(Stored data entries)
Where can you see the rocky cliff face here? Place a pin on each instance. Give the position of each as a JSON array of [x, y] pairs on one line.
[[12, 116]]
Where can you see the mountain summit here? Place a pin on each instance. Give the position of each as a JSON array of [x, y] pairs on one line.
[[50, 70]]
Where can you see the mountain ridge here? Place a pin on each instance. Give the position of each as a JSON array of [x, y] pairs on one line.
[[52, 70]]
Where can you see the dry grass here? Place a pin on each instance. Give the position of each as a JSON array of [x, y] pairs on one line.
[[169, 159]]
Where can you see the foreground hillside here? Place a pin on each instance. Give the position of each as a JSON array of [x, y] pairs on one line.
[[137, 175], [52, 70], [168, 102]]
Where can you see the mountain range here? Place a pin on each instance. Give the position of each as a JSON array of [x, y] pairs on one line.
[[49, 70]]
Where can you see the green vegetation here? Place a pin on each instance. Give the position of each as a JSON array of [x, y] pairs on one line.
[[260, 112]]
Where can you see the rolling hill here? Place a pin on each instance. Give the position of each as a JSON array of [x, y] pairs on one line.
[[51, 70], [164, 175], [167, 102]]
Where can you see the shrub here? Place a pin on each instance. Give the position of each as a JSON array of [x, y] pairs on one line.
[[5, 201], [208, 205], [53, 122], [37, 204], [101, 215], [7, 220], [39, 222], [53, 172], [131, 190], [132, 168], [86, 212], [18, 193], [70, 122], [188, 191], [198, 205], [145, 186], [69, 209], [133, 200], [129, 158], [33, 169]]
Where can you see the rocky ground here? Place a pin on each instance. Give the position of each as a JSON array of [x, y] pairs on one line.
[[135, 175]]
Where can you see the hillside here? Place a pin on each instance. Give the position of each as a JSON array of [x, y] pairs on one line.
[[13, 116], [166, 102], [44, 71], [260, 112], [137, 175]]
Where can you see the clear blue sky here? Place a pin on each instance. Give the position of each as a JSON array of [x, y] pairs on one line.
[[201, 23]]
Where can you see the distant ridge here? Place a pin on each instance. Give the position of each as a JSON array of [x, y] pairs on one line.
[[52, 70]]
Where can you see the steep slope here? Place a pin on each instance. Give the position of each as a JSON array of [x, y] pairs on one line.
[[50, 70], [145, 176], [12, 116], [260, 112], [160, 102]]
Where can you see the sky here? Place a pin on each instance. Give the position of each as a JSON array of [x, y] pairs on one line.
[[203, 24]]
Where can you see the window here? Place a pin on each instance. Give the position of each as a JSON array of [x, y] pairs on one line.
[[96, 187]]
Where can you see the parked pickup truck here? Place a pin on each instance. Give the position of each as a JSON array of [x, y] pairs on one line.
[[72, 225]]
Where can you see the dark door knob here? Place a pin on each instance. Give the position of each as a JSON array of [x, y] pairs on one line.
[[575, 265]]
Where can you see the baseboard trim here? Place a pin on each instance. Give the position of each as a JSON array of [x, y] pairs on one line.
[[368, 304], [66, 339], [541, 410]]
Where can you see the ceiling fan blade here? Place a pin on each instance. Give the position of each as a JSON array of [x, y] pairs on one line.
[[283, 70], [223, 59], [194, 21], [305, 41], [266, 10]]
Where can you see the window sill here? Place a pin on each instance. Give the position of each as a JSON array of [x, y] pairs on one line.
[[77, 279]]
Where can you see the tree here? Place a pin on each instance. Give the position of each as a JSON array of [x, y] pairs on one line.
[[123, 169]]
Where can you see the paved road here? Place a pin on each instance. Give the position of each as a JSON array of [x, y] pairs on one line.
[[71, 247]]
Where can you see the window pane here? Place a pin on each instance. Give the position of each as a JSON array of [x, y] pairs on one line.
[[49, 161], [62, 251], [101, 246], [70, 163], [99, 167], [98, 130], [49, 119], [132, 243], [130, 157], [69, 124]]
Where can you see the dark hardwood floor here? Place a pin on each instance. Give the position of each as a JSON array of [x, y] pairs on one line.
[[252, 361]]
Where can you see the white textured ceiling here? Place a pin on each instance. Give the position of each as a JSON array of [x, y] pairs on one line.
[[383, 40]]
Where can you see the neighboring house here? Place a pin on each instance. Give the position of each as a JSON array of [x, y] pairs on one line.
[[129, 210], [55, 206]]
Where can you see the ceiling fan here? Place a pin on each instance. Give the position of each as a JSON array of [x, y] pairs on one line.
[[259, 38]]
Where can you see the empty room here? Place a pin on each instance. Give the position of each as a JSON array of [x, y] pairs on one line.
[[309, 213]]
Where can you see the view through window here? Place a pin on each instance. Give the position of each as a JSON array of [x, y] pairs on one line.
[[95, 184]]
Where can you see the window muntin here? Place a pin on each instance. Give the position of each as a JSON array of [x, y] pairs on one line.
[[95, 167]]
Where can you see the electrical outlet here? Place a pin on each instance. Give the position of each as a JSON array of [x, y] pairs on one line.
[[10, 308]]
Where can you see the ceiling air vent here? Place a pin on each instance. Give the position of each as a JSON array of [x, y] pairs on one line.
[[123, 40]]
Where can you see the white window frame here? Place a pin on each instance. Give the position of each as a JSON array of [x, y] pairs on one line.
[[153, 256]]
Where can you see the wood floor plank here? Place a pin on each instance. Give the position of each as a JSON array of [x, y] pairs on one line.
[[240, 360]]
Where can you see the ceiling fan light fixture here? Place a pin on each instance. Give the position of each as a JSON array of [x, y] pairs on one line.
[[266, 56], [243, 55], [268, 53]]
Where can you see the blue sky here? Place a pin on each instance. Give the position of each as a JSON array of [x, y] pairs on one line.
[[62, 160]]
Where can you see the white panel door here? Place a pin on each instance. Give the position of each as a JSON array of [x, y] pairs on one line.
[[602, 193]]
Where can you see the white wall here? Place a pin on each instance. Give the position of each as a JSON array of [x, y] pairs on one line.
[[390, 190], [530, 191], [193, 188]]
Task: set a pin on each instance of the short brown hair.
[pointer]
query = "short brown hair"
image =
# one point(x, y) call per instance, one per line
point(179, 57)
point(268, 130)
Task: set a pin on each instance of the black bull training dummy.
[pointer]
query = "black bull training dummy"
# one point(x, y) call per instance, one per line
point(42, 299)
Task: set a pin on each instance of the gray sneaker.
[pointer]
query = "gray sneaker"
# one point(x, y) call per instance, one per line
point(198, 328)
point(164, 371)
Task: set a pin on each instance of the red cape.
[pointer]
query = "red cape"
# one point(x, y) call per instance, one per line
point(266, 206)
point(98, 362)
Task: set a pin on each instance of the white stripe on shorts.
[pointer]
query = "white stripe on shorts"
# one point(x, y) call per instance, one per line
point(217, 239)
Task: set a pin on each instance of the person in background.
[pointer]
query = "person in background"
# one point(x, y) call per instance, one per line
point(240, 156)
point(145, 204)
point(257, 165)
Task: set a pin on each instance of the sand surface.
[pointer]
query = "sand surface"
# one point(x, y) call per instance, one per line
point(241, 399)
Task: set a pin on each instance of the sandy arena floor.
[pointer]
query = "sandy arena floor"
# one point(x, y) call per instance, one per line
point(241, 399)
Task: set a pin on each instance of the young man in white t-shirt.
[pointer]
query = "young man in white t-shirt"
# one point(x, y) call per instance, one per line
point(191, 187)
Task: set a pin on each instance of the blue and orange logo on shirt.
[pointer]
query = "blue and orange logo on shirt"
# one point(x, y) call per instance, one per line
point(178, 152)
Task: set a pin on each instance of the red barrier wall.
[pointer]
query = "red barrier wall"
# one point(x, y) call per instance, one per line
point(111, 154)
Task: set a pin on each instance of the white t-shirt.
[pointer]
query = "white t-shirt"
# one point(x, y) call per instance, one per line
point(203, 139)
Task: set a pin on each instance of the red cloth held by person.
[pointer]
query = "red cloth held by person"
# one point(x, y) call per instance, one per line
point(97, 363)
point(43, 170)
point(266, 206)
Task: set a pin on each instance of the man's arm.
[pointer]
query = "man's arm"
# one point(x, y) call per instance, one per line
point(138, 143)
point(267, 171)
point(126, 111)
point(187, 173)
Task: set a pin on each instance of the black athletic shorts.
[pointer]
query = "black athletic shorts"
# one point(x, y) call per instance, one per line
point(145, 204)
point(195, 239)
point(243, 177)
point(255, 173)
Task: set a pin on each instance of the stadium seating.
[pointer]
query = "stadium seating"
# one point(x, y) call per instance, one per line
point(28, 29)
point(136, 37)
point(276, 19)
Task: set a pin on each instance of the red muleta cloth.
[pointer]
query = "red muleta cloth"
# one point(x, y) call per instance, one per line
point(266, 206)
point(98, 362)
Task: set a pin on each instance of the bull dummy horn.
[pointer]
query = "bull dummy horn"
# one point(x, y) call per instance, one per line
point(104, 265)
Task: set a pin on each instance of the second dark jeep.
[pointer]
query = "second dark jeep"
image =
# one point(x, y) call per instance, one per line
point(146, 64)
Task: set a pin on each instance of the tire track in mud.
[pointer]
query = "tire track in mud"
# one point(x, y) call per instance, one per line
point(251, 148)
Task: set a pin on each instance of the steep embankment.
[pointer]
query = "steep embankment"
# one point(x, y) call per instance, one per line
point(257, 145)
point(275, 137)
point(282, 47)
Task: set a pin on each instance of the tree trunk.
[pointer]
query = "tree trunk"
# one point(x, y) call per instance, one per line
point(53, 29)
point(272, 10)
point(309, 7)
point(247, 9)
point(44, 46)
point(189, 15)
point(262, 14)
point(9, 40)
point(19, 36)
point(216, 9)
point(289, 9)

● EXERCISE OBJECTIVE: Starting at the line with "Task: set a pin on each instance of the red cloth", copy every line up to and including the last one in the entries above.

● PROBLEM SOLUTION:
Task: set a pin on each instance of the red cloth held by person.
[pointer]
query = "red cloth held by person"
# one point(x, y) call per instance, one per line
point(97, 363)
point(43, 170)
point(266, 206)
Task: set a pin on each instance of the man's arm.
[pointer]
query = "man's arm"
# one point(x, y) call per instance, one per line
point(138, 143)
point(267, 171)
point(126, 111)
point(187, 173)
Task: set a pin on each instance of the black athletic shorts.
[pointer]
query = "black athletic shorts"
# one point(x, y) call per instance, one per line
point(145, 204)
point(195, 239)
point(243, 177)
point(255, 173)
Task: set a pin on each instance of the stadium seating.
[pointer]
query = "stadium seating"
# one point(x, y) call per instance, one per line
point(28, 29)
point(136, 37)
point(276, 19)
Task: set a pin on each instance of the red muleta cloth.
[pointer]
query = "red muleta cloth"
# one point(x, y) call per instance, one per line
point(266, 206)
point(98, 362)
Task: set a pin on each instance of the bull dummy horn.
[pointer]
query = "bull dummy horn"
# one point(x, y) call per instance, one per line
point(104, 265)
Task: set a pin on each instance of the second dark jeep.
[pointer]
query = "second dark jeep"
image =
# one point(x, y) call per instance, one per line
point(146, 64)
Task: set a pin on each instance of the tire track in mud.
[pointer]
query = "tire track in mud"
# one point(x, y) call per instance, one per line
point(251, 148)
Task: set a pin on each instance of the steep embankment.
[pointer]
query = "steep embankment"
# one point(x, y) call per instance, one per line
point(257, 145)
point(275, 137)
point(282, 47)
Task: set a pin on each instance of the tree trunk.
[pointer]
query = "tree trunk"
# one point(x, y) call per instance, one per line
point(53, 29)
point(272, 10)
point(309, 7)
point(247, 9)
point(44, 46)
point(189, 15)
point(262, 14)
point(9, 40)
point(19, 36)
point(216, 9)
point(289, 9)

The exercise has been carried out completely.